[Entries from a point annotation set]

################

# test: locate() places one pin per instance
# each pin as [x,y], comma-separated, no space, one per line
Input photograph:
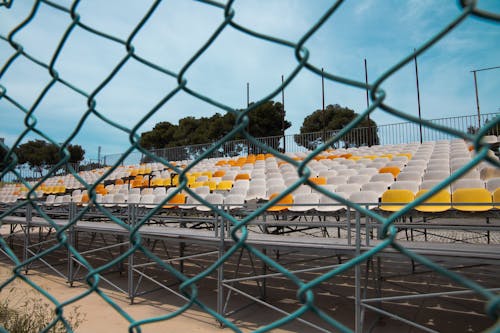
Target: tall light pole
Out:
[283,112]
[474,71]
[367,106]
[418,96]
[248,126]
[323,104]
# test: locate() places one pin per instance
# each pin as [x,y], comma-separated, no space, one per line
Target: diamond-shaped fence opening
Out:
[163,219]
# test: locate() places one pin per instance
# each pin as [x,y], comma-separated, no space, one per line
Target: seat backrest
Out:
[383,177]
[283,204]
[480,199]
[327,204]
[390,169]
[395,199]
[405,185]
[492,184]
[377,187]
[348,188]
[443,198]
[467,183]
[412,176]
[359,179]
[365,197]
[234,201]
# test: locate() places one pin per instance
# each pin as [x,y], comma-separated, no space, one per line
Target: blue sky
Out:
[382,31]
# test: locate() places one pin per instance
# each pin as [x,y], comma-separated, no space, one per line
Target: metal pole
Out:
[418,96]
[367,106]
[477,94]
[323,104]
[99,156]
[283,113]
[248,126]
[477,102]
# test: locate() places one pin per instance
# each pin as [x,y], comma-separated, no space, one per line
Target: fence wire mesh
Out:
[239,230]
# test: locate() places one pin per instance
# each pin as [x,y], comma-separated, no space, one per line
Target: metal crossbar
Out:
[133,226]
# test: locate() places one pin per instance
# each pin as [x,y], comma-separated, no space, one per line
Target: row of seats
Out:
[466,199]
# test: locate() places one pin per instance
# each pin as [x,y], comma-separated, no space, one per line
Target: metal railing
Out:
[398,133]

################

▶ [Written request]: Leaving the pictures aside, transcribe the entire listing exactly.

▶ [Full response]:
# test: locate() places one pin per instance
# each pin as [x,y], comma-separated, no space, one per line
Input photograph:
Target: tall light pole
Out:
[283,112]
[474,71]
[367,106]
[418,96]
[248,126]
[323,104]
# test: locate() places one pin per instance
# each pin as [x,y], comma-separated, no space, one per line
Target: diamond-shaped fence opening
Out:
[163,219]
# test: locate() places one pin per instance
# each pin as [x,y], comma-separated, no space, one per line
Target: seat backrest
Out:
[383,177]
[283,204]
[480,199]
[327,204]
[390,169]
[395,199]
[405,185]
[492,184]
[377,187]
[348,188]
[443,198]
[467,183]
[412,176]
[359,179]
[365,197]
[234,201]
# test: locate() places one pin per instance
# each pin as [x,y], comma-separated, no space, one per line
Target: blue sky
Out:
[382,31]
# test: locate() places one pin per instance
# each pin as [x,y], comma-separated, no space, one per line
Target: metal pole
Out:
[418,96]
[367,106]
[477,94]
[323,104]
[99,156]
[283,113]
[248,126]
[477,102]
# test: locate() places one pin per instance
# each pin as [x,y], comma-separated, no space, one per line
Target: fence wire mesh
Out:
[239,230]
# test: locate() places one pin per instance
# each pin as [x,y], comma-separated, no space, one per line
Target: metal crossbar
Out:
[133,226]
# test: locate() places one pin per instance
# each pin as [x,y], comma-separated, no space, one per line
Target: row of seats
Out:
[466,199]
# test: locate() places one pin per instance
# each pin as [x,y], comma-separated, no space, one per line
Target: metal railing
Out:
[398,133]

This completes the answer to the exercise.